What this task involves: Give back the whole listing exactly, line by line.

Records for the exercise:
*** Begin section ***

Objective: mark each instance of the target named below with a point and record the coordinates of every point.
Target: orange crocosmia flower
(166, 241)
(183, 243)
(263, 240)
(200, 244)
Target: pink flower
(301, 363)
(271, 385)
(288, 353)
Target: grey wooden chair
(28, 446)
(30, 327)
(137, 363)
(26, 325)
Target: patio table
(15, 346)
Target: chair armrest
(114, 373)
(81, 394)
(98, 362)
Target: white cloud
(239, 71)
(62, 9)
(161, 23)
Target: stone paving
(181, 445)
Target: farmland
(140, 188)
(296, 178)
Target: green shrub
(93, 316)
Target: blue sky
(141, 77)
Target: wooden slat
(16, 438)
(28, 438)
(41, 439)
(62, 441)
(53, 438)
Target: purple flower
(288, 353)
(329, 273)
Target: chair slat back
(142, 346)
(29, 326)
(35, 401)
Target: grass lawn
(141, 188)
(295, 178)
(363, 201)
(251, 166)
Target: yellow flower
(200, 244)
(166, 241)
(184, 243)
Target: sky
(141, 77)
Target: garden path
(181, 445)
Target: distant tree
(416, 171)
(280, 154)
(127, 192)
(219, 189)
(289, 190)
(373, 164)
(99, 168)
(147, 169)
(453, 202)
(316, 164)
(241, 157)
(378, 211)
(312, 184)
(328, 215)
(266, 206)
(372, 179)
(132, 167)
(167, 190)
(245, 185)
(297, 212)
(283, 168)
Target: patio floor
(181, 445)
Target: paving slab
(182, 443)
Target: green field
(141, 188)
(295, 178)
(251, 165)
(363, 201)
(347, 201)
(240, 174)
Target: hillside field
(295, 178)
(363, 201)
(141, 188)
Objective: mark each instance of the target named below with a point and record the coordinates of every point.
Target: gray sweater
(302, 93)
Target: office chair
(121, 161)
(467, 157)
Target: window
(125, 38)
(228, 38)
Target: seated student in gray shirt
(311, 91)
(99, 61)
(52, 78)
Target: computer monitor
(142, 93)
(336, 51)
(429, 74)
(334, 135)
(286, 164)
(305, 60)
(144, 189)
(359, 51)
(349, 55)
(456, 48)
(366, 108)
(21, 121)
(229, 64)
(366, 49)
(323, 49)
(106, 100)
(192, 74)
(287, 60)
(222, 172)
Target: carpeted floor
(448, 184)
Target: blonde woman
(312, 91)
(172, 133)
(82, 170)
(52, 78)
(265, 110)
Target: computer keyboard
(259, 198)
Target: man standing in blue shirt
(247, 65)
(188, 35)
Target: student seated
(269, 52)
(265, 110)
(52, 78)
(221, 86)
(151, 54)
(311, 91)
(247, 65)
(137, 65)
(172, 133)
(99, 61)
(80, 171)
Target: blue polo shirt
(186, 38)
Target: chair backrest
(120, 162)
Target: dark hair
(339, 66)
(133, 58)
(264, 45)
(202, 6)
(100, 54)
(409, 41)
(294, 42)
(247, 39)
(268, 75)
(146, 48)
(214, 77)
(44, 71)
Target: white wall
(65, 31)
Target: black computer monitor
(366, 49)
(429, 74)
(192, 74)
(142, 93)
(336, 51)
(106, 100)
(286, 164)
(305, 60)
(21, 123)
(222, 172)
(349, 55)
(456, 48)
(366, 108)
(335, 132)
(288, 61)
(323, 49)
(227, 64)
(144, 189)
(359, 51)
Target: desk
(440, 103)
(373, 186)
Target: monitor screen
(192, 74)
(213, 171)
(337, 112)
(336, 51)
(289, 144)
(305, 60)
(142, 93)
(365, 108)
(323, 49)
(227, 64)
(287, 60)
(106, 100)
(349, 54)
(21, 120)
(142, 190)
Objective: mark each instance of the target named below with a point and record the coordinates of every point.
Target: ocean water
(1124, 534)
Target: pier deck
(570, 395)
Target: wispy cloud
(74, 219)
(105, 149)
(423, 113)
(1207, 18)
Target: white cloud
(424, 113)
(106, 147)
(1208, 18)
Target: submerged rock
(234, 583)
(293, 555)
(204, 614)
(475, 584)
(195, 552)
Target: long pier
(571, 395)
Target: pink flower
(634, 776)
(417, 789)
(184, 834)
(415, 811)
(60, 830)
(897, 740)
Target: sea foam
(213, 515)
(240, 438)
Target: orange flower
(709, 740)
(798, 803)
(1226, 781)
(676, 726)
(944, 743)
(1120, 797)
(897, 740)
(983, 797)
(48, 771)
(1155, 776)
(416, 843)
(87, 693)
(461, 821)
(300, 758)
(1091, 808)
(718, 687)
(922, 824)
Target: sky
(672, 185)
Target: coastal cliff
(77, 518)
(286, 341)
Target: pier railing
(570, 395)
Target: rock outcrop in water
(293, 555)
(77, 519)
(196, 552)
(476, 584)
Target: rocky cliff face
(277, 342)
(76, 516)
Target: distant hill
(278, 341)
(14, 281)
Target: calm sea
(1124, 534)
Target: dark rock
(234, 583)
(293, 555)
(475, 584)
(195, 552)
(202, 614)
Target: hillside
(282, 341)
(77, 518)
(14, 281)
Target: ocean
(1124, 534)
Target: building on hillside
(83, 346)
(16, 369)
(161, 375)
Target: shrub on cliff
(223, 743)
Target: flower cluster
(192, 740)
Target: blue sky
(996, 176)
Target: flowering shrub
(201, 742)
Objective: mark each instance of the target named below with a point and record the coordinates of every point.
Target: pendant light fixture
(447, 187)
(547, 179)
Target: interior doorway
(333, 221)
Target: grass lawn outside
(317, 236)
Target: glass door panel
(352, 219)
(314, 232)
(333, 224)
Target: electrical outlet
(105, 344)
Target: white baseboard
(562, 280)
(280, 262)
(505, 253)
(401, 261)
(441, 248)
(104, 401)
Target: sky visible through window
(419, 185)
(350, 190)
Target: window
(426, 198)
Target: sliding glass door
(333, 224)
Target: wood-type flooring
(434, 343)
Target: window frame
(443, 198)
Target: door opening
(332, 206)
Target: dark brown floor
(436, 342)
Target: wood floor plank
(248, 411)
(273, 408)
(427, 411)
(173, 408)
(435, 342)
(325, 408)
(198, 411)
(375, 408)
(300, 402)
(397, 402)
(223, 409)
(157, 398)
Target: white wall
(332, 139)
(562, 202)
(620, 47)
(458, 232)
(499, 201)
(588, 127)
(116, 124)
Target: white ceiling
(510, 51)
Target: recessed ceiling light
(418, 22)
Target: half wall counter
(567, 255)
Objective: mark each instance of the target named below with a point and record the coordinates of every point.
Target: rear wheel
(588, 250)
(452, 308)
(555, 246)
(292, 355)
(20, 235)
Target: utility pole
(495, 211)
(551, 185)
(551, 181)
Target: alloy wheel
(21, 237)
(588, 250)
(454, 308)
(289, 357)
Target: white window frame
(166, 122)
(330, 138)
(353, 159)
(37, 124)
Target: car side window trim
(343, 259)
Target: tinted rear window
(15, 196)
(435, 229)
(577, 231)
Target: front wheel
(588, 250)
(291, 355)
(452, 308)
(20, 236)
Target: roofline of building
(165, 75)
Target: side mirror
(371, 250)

*** End section ***

Solution:
Objective: mark each instance of the target named below with a point and record the coordinates of every point.
Target: orange crocosmia flower
(166, 241)
(183, 243)
(263, 240)
(200, 244)
Target: pink flower
(301, 363)
(271, 385)
(288, 353)
Target: grey wooden chair
(28, 446)
(30, 327)
(137, 363)
(26, 325)
Target: patio table
(15, 346)
Target: chair armrest
(114, 373)
(81, 394)
(98, 362)
Target: white cloud
(239, 71)
(62, 9)
(161, 23)
Target: stone paving
(181, 445)
Target: farmland
(140, 188)
(296, 178)
Target: green shrub
(93, 316)
Target: blue sky
(141, 77)
Target: wooden slat
(16, 438)
(28, 438)
(41, 439)
(62, 441)
(53, 438)
Target: purple flower
(288, 353)
(329, 273)
Target: chair slat back
(142, 346)
(29, 326)
(35, 401)
Target: grass lawn
(141, 188)
(295, 178)
(363, 201)
(251, 166)
Target: yellow flower
(200, 244)
(166, 241)
(184, 243)
Target: sky
(141, 77)
Target: garden path
(181, 445)
Target: distant tree
(416, 171)
(280, 154)
(127, 192)
(219, 189)
(289, 190)
(373, 164)
(99, 168)
(147, 169)
(453, 202)
(316, 164)
(241, 157)
(378, 211)
(312, 184)
(328, 215)
(266, 206)
(372, 179)
(132, 167)
(167, 190)
(245, 185)
(297, 212)
(283, 168)
Target: patio floor
(181, 445)
Target: paving slab
(182, 443)
Target: green field
(141, 188)
(295, 178)
(251, 165)
(363, 201)
(347, 201)
(240, 174)
Target: hillside field
(295, 178)
(363, 201)
(141, 188)
Objective: mark each instance of the target named below with a point and record the coordinates of every point.
Target: gray sweater
(302, 93)
Target: office chair
(121, 161)
(467, 157)
Target: window
(125, 38)
(228, 38)
Target: seated student in gray shirt
(311, 91)
(99, 61)
(52, 78)
Target: computer monitor
(142, 93)
(336, 51)
(429, 74)
(334, 135)
(286, 164)
(305, 60)
(144, 189)
(359, 51)
(349, 55)
(456, 48)
(366, 108)
(21, 121)
(229, 64)
(366, 49)
(323, 49)
(106, 100)
(192, 74)
(287, 60)
(222, 172)
Target: carpeted floor
(448, 184)
Target: blonde woman
(312, 91)
(172, 133)
(82, 170)
(52, 78)
(265, 110)
Target: computer keyboard
(259, 198)
Target: man standing in blue shirt
(247, 65)
(188, 35)
Target: student seated
(269, 52)
(265, 110)
(52, 78)
(221, 86)
(151, 54)
(311, 91)
(247, 65)
(137, 65)
(172, 133)
(99, 61)
(80, 171)
Target: blue polo shirt
(186, 38)
Target: chair backrest
(120, 162)
Target: dark hair
(339, 66)
(133, 58)
(264, 45)
(202, 6)
(100, 54)
(409, 41)
(294, 42)
(247, 39)
(268, 75)
(146, 48)
(214, 77)
(44, 71)
Target: white wall
(65, 31)
Target: black computer monitor
(366, 49)
(429, 74)
(192, 74)
(142, 93)
(336, 51)
(106, 100)
(286, 164)
(305, 60)
(21, 123)
(222, 172)
(349, 55)
(456, 48)
(366, 108)
(335, 132)
(288, 61)
(323, 49)
(227, 64)
(144, 189)
(359, 51)
Target: desk
(440, 103)
(373, 186)
Target: monitor screen
(192, 74)
(213, 171)
(337, 112)
(336, 51)
(289, 144)
(305, 60)
(142, 93)
(365, 108)
(323, 49)
(227, 64)
(287, 60)
(106, 100)
(349, 54)
(21, 120)
(142, 190)
Objective: mark each instance of the target named below with a point and record the coordinates of every point.
Target: ocean water
(1124, 534)
Target: pier deck
(570, 395)
Target: wispy cloud
(74, 219)
(105, 149)
(423, 113)
(1207, 18)
Target: white cloud
(424, 113)
(106, 147)
(1208, 18)
Target: submerged rock
(234, 583)
(293, 555)
(204, 614)
(475, 584)
(195, 552)
Target: long pier
(571, 395)
Target: pink flower
(634, 776)
(417, 789)
(184, 834)
(415, 811)
(60, 830)
(897, 740)
Target: sea foam
(213, 515)
(240, 438)
Target: orange flower
(709, 740)
(798, 803)
(1226, 781)
(676, 726)
(944, 743)
(1120, 797)
(897, 740)
(983, 797)
(48, 771)
(1155, 776)
(416, 843)
(87, 693)
(461, 821)
(300, 758)
(1091, 808)
(718, 687)
(922, 824)
Target: sky
(672, 185)
Target: coastal cliff
(77, 518)
(286, 341)
Target: pier railing
(570, 395)
Target: rock outcrop in water
(293, 555)
(77, 519)
(196, 552)
(476, 584)
Target: rocky cliff face
(277, 342)
(76, 516)
Target: distant hill
(278, 341)
(14, 281)
Target: calm sea
(1124, 534)
Target: dark rock
(234, 583)
(293, 555)
(475, 584)
(195, 552)
(202, 614)
Target: hillside
(282, 341)
(77, 518)
(14, 281)
Target: ocean
(1124, 534)
Target: building on hillside
(83, 346)
(16, 369)
(161, 375)
Target: shrub on cliff
(223, 743)
Target: flower cluster
(192, 740)
Target: blue sky
(996, 176)
Target: flowering shrub
(201, 742)
Objective: mark each instance of the target named below with a point and record the coordinates of every point.
Target: pendant light fixture
(447, 187)
(547, 179)
Target: interior doorway
(333, 221)
Target: grass lawn outside
(317, 236)
Target: glass door panel
(352, 219)
(314, 232)
(333, 224)
Target: electrical outlet
(105, 344)
Target: white baseboard
(562, 280)
(280, 262)
(505, 253)
(401, 261)
(441, 248)
(104, 401)
Target: sky visible through window
(419, 185)
(350, 190)
Target: window
(426, 198)
Target: sliding glass door
(333, 224)
Target: wood-type flooring
(434, 343)
Target: window frame
(443, 198)
Target: door opening
(332, 206)
Target: dark brown floor
(436, 342)
Target: wood floor plank
(248, 411)
(273, 408)
(427, 411)
(173, 408)
(435, 342)
(325, 408)
(198, 411)
(375, 408)
(300, 402)
(397, 402)
(223, 409)
(157, 398)
Target: white wall
(332, 139)
(562, 202)
(620, 47)
(458, 232)
(499, 201)
(588, 127)
(116, 124)
Target: white ceiling
(510, 51)
Target: recessed ceiling light
(418, 22)
Target: half wall counter
(567, 255)
Objective: mark each instance of the target named below with a point and record the coordinates of every point.
Target: rear wheel
(588, 250)
(452, 308)
(555, 246)
(292, 355)
(20, 235)
Target: utility pole
(495, 211)
(551, 185)
(551, 181)
Target: alloy wheel
(21, 237)
(588, 250)
(454, 308)
(289, 357)
Target: white window frame
(166, 122)
(330, 138)
(353, 159)
(37, 124)
Target: car side window trim
(343, 259)
Target: tinted rear window
(15, 196)
(435, 229)
(577, 231)
Target: front wheel
(588, 250)
(291, 355)
(452, 308)
(20, 236)
Target: roofline of building
(165, 75)
Target: side mirror
(371, 250)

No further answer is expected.